--- START ---
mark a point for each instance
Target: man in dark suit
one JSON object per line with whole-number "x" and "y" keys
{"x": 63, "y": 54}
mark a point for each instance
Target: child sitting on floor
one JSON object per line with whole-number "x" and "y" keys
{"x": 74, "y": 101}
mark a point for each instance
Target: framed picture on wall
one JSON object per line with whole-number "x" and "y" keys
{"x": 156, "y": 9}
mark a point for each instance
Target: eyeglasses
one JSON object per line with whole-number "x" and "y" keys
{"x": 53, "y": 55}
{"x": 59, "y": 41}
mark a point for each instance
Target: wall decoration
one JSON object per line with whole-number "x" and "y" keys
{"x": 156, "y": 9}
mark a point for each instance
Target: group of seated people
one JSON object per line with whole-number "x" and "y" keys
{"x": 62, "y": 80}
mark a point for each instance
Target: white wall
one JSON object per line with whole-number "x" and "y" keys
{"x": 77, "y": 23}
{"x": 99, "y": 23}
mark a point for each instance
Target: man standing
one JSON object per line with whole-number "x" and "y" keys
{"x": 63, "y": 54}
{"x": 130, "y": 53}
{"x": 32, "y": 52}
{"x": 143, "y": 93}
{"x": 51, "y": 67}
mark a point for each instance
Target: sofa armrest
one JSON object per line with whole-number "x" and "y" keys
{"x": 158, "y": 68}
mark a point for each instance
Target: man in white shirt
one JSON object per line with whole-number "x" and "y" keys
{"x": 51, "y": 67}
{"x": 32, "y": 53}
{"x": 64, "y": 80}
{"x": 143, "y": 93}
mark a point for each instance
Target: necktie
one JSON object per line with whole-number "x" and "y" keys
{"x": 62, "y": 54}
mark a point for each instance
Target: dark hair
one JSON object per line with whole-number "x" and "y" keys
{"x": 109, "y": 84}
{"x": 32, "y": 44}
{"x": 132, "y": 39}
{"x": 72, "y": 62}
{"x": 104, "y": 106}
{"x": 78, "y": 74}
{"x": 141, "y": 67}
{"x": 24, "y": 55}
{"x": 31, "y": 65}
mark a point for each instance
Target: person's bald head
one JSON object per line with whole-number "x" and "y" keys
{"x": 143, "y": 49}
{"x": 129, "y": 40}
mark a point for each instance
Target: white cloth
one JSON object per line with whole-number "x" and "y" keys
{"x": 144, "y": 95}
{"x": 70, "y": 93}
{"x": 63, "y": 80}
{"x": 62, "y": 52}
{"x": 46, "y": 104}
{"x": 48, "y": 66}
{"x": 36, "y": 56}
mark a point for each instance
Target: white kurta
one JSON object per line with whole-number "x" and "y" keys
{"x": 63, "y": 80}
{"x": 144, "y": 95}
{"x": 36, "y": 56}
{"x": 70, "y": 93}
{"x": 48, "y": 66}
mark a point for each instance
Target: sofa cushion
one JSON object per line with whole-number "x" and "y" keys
--- END ---
**PROBLEM DETAILS**
From the first line to the last, copy the records exactly as they appear above.

**ANSWER SPACE**
mark a point for each instance
Target: man in dark suit
one JSON object per line with whole-number "x" and "y" keys
{"x": 63, "y": 54}
mark a point for each instance
Target: child sitting on floor
one JSON object per line with whole-number "x" and "y" keys
{"x": 74, "y": 101}
mark a point for each instance
Target: framed picture on wall
one JSON object per line with whole-number "x" and "y" keys
{"x": 156, "y": 9}
mark a point for each instance
Target: eyeglasses
one JSON object per line with whole-number "x" and "y" keys
{"x": 53, "y": 55}
{"x": 59, "y": 41}
mark a point for each instance
Target: wall decoration
one JSON object per line with whole-number "x" and "y" keys
{"x": 156, "y": 9}
mark a point for each instance
Target: group of seated people
one JSON object per line with whole-number "x" and "y" keys
{"x": 62, "y": 80}
mark a point for each instance
Target: white wall
one JSON object per line with whole-number "x" and "y" keys
{"x": 77, "y": 23}
{"x": 99, "y": 23}
mark a point for each instance
Target: man standing
one JSON object per line with whole-number "x" and "y" keys
{"x": 63, "y": 54}
{"x": 130, "y": 53}
{"x": 32, "y": 52}
{"x": 143, "y": 93}
{"x": 51, "y": 67}
mark a point for each instance
Target: sofa armrest
one JSON object per line with whole-number "x" and "y" keys
{"x": 158, "y": 68}
mark a point for each instance
Target: man in white shirt
one JSON object per line with whole-number "x" and "y" keys
{"x": 51, "y": 67}
{"x": 32, "y": 53}
{"x": 64, "y": 80}
{"x": 143, "y": 93}
mark a point for each instance
Target: necktie
one JSON object per line with whole-number "x" and "y" keys
{"x": 62, "y": 54}
mark a point for each instance
Target: dark hair
one JSON object per line with whole-number "x" and "y" keys
{"x": 109, "y": 84}
{"x": 32, "y": 44}
{"x": 132, "y": 39}
{"x": 72, "y": 62}
{"x": 104, "y": 106}
{"x": 78, "y": 74}
{"x": 141, "y": 67}
{"x": 24, "y": 55}
{"x": 31, "y": 65}
mark a point for each instance
Target: person's bald head
one JSON object per line with whole-number "x" and "y" keys
{"x": 143, "y": 49}
{"x": 129, "y": 40}
mark a point for each instance
Target: white cloth
one JSON object per line with whole-number "x" and "y" keys
{"x": 144, "y": 95}
{"x": 70, "y": 93}
{"x": 63, "y": 80}
{"x": 62, "y": 52}
{"x": 46, "y": 104}
{"x": 48, "y": 66}
{"x": 36, "y": 56}
mark a point for each instance
Target: white kurta
one JSON object per line with whole-number "x" and "y" keys
{"x": 63, "y": 80}
{"x": 144, "y": 95}
{"x": 36, "y": 56}
{"x": 70, "y": 93}
{"x": 48, "y": 66}
mark a point for each instance
Target: sofa cushion
one JSON object per line with whole-number "x" and "y" keys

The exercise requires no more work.